● **Text provided**:
-- -- --
Worked Example 4: Train Overtake Problem

A train passes a station at 10 m/s and accelerates at 0.5 m/s². A second train starts from the same station 20 s later at constant 25 m/s. How far from the station does the second train overtake the first?

Let t = time since the first train passed the station. The second train starts at t = 20 s.

Displacement of train 1: s₁ = 10t + ½(0.5)t² = 10t + 0.25t²

Displacement of train 2 (running for t − 20 seconds): s₂ = 25(t − 20)

Overtake when s₁ = s₂:

10t + 0.25t² = 25t − 500
0.25t² − 15t + 500 = 0 → t² − 60t + 2000 = 0
t = (60 ± √(3600 − 8000)) / 2

Discriminant = −4400, which is negative — the second train never overtakes! (It starts too late: train 1 has enough head start.) This is a useful check: always verify your answer makes physical sense.

If instead train 2 starts 5 s later: t² − 60t + 625 = 0 → t = (60 ± 35)/2 → t = 47.5 s or t = 12.5 s (discard, before train 2 starts). Overtake at s = 25(47.5 − 5) = 1062.5 m from station.

SUVAT in Projectile Motion

Projectile motion is SUVAT applied simultaneously to two perpendicular axes:

Horizontal axis: a = 0 (no horizontal force, ignoring air resistance), so v_x = u_x = constant, and s_x = u_x × t. No SUVAT equations needed beyond this — horizontal motion is uniform.

Vertical axis: a = −g = −9.8 m/s² (upward positive). All four SUVAT equations apply with vertical components only.

The coupling between axes is time t — the horizontal and vertical motions share the same t. Solve the vertical component for t (e.g. when the projectile hits the ground, s_y = 0), then use that t in the horizontal equation to find horizontal range.
-- -- --
● **Point labeling entries**:

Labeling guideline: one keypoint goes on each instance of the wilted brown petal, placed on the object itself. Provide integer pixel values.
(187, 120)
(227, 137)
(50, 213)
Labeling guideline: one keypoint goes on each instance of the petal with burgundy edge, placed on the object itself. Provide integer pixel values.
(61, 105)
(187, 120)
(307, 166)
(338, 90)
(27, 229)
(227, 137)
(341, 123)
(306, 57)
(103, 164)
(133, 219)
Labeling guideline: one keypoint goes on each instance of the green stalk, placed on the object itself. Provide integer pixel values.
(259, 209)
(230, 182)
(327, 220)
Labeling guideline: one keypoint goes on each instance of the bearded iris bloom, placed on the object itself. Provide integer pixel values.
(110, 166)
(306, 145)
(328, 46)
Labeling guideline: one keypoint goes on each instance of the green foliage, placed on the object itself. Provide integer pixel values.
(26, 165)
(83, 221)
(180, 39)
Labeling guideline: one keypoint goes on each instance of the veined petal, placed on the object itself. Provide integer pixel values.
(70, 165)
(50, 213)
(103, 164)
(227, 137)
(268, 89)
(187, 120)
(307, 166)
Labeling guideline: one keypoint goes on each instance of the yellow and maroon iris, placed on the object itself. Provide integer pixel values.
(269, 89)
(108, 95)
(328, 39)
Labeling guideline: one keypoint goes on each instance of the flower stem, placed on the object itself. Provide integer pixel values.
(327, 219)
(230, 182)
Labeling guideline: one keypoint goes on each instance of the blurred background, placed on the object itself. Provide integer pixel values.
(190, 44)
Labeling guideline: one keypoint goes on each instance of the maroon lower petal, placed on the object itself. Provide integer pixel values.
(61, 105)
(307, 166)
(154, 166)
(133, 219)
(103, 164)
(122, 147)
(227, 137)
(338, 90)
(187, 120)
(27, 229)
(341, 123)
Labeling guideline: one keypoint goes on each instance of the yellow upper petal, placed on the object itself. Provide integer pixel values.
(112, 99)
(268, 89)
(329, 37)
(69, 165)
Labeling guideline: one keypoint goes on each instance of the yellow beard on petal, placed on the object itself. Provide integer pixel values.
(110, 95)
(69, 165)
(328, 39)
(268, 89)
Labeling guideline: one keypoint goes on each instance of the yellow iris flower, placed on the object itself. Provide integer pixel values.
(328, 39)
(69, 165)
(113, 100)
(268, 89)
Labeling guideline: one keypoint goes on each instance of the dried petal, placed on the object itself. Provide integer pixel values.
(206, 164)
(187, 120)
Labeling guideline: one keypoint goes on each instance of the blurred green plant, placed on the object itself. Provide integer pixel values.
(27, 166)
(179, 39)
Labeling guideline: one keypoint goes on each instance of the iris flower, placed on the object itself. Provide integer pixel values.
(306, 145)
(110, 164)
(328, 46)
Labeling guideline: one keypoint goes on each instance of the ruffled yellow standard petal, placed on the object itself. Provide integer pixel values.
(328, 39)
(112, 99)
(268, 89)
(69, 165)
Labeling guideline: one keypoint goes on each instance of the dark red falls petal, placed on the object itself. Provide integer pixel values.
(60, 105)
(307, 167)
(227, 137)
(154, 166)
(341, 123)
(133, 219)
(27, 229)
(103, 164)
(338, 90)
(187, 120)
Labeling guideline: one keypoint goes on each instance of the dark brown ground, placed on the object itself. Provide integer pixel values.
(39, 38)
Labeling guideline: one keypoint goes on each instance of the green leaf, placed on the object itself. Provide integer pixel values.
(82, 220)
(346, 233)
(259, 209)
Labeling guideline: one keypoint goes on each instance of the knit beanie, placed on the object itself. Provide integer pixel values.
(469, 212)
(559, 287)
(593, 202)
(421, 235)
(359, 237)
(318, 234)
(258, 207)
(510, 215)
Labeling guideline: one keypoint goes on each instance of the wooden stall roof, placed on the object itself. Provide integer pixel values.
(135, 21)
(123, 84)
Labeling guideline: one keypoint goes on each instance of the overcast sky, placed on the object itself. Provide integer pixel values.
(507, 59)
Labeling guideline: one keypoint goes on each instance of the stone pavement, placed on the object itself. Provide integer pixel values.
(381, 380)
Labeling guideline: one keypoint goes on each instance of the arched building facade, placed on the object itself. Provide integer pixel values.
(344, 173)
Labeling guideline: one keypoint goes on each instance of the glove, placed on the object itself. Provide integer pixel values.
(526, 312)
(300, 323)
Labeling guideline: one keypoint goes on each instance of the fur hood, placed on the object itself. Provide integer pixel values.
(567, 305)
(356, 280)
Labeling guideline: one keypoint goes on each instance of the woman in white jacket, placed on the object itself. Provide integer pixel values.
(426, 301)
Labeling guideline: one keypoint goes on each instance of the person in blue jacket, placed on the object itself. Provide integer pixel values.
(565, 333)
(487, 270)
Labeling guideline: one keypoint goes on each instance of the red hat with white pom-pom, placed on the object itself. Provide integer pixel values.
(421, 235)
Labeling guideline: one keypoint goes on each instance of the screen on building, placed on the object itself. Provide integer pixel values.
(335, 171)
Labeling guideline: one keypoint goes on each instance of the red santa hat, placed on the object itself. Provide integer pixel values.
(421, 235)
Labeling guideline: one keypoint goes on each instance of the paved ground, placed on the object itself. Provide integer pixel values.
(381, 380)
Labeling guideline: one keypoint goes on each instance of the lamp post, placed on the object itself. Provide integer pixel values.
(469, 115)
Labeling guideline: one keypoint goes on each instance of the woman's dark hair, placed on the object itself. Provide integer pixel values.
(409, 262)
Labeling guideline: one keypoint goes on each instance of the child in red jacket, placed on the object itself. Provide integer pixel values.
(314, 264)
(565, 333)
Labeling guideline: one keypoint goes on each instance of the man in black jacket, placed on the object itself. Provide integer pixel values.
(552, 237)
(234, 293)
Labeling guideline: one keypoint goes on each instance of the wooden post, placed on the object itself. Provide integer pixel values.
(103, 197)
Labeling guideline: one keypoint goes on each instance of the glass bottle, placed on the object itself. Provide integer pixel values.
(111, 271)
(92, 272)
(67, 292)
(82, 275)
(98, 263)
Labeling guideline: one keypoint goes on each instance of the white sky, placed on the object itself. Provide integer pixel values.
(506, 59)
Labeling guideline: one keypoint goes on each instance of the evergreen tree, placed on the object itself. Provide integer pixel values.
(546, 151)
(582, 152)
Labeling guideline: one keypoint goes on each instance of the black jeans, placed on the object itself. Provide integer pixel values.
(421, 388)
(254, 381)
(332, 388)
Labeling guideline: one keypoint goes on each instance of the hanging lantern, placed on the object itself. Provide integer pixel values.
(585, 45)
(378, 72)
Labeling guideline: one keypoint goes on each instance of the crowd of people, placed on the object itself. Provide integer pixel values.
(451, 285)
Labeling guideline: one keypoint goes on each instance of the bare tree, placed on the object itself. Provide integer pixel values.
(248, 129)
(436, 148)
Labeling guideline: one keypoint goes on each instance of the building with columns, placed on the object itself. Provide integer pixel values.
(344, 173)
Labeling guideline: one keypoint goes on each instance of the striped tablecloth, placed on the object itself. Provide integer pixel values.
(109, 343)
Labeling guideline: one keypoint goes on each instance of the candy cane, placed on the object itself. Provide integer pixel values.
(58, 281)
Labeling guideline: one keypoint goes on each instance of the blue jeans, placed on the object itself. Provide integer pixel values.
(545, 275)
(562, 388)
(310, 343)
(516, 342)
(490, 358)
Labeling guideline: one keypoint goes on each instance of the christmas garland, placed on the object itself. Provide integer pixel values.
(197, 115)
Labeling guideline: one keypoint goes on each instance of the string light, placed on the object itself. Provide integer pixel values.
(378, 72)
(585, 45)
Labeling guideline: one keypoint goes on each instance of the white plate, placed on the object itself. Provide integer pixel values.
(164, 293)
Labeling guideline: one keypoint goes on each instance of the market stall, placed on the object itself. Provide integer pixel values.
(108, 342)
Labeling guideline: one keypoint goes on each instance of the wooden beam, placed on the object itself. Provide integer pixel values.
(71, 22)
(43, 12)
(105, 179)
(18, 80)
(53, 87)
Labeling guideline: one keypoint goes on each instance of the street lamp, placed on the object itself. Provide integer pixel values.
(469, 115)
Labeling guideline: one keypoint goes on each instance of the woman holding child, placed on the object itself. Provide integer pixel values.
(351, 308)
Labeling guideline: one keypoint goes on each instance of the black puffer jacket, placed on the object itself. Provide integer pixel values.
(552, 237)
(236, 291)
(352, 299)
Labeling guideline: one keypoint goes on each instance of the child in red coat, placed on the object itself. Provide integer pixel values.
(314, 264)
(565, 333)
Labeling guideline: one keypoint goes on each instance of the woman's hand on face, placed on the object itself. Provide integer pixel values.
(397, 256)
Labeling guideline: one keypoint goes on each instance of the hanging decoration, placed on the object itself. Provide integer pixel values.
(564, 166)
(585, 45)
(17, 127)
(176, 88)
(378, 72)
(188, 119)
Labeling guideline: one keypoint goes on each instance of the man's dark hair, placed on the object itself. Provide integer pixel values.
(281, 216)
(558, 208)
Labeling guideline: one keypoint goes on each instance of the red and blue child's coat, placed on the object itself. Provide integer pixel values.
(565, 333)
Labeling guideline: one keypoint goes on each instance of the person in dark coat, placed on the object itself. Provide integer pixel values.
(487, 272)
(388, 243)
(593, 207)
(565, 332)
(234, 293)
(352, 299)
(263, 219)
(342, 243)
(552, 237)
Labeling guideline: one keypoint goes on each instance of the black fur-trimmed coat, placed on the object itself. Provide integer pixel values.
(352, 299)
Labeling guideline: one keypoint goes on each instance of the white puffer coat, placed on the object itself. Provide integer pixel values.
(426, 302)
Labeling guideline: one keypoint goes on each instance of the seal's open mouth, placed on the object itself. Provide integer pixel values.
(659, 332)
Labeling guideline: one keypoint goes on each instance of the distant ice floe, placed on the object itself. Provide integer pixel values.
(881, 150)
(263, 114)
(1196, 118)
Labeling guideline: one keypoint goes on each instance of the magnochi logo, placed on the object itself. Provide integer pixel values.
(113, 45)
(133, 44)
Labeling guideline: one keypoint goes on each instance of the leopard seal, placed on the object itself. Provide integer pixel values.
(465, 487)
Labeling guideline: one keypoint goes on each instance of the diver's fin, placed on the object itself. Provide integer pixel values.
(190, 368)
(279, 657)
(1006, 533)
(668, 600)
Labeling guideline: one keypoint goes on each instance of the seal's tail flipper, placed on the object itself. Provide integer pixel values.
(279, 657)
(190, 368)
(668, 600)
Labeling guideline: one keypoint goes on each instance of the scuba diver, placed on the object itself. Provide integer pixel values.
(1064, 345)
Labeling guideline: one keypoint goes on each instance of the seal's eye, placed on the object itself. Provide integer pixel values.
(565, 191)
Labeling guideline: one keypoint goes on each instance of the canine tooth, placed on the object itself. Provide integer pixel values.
-- -- --
● **Tasks**:
1. According to the physics text, what is the horizontal acceleration in projectile motion, and why?
2. Duplicate the stretch of the physics text from "Horizontal axis: a" through "motion is uniform.".
3. Please go on with the physics text from the point where it stops.
The entries aren't needed for any of this.

● **Results for each task**:
1. It is zero, because there is no horizontal force when air resistance is ignored.

2.
Horizontal axis: a = 0 (no horizontal force, ignoring air resistance), so v_x = u_x = constant, and s_x = u_x × t. No SUVAT equations needed beyond this — horizontal motion is uniform.

3.
This technique is explored in detail in our projectile motion parabola guide and you can verify your answers with the projectile motion calculator.

When SUVAT Does NOT Apply

SUVAT has one strict requirement: constant acceleration. It breaks down in these situations:

Varying thrust: A rocket burning fuel loses mass continuously, so even with constant engine thrust, the acceleration F/m increases as mass decreases. SUVAT won't give the right answer here.

Air resistance: Drag force scales with v² (or v for low speeds). This makes acceleration decrease as the object speeds up. A falling object reaches terminal velocity — something SUVAT cannot model because it predicts indefinitely increasing velocity. See our free fall and terminal velocity guide for how drag is treated properly.

Springs and oscillators: The restoring force in a spring is F = −kx (proportional to displacement), so acceleration is a = −(k/m)x — not constant. Simple harmonic motion requires its own set of equations.

For variable acceleration: a(t) = dv/dt, so v = ∫a dt and s = ∫v dt. Calculus takes over where SUVAT ends.

SUVAT on Inclined Planes

When an object slides along a frictionless ramp inclined at angle θ, the component of gravity along the slope is g sin θ. So a = g sin θ down the slope, and SUVAT applies with this value of a. For a 30° ramp: a = 9.8 × sin 30° = 4.9 m/s² down the slope.

With friction (coefficient μ), the frictional deceleration is μg cos θ, opposing motion. Total acceleration along slope: a = g sin θ − μg cos θ = g(sin θ − μ cos θ). This is still constant, so SUVAT still applies.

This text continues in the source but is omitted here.